- [PROBLEM TO SOLVE] Return every line of the items below that contains the string "walking", matching case exactly.

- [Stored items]
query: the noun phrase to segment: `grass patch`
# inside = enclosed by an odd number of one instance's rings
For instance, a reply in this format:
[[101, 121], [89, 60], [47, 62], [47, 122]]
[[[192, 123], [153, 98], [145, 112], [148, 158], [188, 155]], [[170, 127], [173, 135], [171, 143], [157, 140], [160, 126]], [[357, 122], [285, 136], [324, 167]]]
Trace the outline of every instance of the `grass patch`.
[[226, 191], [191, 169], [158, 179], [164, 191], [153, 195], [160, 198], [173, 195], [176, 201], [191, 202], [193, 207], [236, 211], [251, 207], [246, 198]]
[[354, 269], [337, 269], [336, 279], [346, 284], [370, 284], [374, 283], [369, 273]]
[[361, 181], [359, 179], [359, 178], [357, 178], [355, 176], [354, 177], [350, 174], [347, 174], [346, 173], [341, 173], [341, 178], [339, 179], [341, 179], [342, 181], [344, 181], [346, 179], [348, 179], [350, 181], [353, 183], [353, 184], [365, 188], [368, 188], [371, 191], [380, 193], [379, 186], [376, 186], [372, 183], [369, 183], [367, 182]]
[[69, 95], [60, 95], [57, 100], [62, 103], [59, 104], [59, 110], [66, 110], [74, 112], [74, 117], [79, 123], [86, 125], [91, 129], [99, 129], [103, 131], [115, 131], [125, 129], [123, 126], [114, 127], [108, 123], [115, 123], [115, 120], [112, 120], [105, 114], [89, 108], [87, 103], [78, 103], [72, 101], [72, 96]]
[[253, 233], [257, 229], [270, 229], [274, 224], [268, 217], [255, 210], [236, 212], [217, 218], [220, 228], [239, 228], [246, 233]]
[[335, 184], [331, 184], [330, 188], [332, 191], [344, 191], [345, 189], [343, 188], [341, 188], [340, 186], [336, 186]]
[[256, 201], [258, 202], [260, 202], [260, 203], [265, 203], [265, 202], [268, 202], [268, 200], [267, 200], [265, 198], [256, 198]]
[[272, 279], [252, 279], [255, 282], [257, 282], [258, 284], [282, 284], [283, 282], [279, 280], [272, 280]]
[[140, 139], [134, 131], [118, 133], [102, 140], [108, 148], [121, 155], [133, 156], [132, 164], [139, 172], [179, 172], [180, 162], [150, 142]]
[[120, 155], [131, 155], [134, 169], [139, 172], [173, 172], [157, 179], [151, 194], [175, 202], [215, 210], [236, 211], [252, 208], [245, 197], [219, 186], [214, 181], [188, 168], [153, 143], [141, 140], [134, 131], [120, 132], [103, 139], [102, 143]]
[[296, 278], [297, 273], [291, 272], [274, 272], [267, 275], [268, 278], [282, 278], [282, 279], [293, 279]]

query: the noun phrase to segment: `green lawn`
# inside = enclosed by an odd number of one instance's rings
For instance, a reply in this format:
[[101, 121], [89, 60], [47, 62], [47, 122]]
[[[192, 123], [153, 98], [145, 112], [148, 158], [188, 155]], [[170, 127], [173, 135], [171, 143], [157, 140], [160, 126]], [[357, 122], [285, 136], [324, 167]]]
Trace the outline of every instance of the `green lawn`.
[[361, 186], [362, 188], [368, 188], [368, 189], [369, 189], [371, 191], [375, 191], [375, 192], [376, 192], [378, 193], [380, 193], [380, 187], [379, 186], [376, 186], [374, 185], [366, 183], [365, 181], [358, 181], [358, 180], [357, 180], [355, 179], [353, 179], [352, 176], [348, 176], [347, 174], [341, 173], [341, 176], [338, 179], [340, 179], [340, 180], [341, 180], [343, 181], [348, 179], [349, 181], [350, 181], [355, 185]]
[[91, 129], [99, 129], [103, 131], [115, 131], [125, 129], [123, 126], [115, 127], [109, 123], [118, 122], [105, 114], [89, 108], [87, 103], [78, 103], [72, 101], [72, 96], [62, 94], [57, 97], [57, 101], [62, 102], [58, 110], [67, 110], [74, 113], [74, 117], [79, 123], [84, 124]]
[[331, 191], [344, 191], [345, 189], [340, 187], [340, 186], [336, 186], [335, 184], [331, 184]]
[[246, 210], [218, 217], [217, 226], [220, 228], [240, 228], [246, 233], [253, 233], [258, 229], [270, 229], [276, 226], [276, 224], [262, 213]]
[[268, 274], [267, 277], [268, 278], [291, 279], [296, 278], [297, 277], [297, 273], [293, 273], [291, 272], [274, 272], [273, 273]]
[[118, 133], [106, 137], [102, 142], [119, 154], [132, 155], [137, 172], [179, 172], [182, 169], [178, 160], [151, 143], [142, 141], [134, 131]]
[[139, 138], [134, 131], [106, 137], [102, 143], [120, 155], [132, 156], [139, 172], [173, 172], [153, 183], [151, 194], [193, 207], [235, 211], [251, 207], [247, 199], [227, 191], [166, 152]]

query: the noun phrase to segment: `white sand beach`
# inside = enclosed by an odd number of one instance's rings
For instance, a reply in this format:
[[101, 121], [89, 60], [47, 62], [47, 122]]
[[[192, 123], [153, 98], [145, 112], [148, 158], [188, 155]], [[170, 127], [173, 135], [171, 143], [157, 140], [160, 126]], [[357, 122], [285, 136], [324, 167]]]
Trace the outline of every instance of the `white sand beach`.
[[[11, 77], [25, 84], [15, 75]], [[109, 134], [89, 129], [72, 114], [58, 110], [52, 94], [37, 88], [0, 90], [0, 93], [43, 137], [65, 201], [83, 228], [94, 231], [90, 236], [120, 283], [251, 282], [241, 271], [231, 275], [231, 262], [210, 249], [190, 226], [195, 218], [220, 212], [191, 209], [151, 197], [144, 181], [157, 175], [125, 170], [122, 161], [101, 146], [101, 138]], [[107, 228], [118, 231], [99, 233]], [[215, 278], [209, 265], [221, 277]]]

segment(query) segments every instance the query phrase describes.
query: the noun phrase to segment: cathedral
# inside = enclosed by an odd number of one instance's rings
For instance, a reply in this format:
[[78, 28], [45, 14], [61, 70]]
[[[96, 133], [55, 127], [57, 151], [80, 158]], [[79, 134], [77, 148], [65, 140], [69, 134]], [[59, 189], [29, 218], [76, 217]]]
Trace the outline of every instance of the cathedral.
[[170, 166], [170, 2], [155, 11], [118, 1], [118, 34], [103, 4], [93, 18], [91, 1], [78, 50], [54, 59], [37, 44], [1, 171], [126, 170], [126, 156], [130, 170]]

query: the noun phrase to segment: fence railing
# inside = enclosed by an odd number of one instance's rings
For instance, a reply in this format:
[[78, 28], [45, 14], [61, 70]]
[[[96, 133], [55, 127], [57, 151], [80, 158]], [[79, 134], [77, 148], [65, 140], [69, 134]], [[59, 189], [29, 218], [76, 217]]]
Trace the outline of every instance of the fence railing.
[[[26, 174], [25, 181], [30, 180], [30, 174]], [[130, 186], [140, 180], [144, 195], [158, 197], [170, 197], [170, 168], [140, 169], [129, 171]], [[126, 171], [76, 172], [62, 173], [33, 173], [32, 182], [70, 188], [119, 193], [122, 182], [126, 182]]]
* * *
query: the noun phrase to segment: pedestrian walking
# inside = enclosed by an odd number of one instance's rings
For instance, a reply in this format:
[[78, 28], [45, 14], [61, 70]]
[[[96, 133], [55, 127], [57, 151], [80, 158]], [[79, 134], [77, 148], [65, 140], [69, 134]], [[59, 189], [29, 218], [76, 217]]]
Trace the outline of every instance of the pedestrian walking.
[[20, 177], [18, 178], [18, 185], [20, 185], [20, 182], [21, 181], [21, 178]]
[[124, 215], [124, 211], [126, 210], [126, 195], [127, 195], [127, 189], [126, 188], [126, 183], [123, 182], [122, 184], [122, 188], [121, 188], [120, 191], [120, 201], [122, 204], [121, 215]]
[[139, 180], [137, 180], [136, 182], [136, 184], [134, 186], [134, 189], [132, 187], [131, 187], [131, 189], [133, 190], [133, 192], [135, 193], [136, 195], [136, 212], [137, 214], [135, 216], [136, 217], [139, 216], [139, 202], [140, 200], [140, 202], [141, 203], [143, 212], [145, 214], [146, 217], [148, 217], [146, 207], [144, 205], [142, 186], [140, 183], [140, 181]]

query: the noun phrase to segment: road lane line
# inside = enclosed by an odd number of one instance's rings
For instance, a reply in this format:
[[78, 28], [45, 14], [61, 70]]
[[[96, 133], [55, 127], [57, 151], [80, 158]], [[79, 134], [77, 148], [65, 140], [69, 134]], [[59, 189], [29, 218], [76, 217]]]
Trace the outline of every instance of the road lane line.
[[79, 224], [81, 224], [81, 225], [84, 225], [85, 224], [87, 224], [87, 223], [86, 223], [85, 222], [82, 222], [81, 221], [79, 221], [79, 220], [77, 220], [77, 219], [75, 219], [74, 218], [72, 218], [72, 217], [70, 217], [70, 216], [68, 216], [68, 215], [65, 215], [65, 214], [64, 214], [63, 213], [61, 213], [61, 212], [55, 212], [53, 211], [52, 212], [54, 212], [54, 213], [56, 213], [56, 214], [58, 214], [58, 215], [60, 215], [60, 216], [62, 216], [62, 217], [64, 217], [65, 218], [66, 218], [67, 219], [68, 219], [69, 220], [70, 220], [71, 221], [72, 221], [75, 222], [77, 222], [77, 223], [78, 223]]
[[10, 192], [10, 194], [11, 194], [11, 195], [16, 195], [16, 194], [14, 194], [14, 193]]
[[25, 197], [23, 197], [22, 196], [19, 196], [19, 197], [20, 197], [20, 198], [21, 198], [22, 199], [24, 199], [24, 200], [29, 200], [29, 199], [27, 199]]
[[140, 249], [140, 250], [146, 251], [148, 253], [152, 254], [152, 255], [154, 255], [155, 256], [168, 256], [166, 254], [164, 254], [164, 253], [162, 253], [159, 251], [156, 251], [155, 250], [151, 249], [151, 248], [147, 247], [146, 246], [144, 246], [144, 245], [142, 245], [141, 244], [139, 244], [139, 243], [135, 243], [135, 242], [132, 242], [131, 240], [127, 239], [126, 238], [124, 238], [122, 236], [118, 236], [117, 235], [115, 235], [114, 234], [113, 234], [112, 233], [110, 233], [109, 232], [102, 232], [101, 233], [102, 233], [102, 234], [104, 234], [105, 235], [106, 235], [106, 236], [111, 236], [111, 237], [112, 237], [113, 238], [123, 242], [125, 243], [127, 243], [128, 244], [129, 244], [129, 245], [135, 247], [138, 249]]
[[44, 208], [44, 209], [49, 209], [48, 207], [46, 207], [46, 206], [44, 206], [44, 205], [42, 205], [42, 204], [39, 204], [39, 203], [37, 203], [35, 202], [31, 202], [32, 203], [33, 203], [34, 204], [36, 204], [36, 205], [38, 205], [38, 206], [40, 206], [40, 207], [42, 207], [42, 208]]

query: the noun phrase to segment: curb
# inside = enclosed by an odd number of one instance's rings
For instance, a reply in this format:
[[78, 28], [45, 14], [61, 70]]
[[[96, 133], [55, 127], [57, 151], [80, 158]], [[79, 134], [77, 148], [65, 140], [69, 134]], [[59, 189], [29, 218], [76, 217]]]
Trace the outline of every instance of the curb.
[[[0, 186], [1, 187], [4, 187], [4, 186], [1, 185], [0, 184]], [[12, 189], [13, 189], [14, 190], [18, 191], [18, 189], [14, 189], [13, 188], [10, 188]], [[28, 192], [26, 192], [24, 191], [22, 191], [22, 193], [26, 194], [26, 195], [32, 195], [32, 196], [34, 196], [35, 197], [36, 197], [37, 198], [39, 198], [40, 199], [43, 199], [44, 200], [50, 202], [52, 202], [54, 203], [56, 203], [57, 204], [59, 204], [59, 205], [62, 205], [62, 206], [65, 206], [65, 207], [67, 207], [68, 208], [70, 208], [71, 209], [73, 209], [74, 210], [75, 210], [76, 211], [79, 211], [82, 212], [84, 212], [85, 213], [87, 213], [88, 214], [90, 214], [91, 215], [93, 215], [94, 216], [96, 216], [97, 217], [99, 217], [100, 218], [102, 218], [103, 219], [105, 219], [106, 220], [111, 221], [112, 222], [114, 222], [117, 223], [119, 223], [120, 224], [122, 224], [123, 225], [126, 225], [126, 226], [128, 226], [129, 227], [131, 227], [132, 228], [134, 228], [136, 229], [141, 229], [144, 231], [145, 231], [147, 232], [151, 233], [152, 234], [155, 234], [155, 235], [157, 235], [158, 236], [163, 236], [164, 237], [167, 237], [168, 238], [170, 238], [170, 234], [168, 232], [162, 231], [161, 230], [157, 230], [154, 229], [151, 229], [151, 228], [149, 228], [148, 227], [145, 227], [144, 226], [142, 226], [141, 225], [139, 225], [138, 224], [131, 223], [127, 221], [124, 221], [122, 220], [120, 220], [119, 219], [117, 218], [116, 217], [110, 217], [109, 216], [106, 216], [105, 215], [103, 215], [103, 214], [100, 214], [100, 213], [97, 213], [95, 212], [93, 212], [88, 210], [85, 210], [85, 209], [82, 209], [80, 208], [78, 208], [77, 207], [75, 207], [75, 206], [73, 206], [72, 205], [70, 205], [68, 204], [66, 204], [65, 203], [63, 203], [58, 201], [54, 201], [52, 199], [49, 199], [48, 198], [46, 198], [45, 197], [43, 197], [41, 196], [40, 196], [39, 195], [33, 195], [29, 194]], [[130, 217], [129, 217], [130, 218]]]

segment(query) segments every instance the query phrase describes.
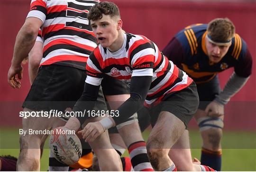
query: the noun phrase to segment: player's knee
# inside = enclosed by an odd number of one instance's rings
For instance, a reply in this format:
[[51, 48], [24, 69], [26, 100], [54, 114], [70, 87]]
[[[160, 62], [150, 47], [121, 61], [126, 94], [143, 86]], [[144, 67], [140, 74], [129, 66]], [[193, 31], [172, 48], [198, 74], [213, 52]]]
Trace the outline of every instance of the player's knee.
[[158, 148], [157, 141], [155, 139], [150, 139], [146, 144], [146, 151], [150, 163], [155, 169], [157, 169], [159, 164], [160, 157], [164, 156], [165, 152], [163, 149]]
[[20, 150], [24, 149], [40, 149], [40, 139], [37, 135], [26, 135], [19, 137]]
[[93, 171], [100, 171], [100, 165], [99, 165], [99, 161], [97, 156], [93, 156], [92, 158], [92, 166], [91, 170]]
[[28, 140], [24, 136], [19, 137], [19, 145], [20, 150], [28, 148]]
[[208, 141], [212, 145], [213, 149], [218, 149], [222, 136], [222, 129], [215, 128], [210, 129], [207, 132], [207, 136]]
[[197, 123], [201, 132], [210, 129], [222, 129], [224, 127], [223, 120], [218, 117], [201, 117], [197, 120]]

- [SOLVED PROBLEM]
query: the noun phrase to segment: pedestrian walking
Trace the outline of every instance of the pedestrian walking.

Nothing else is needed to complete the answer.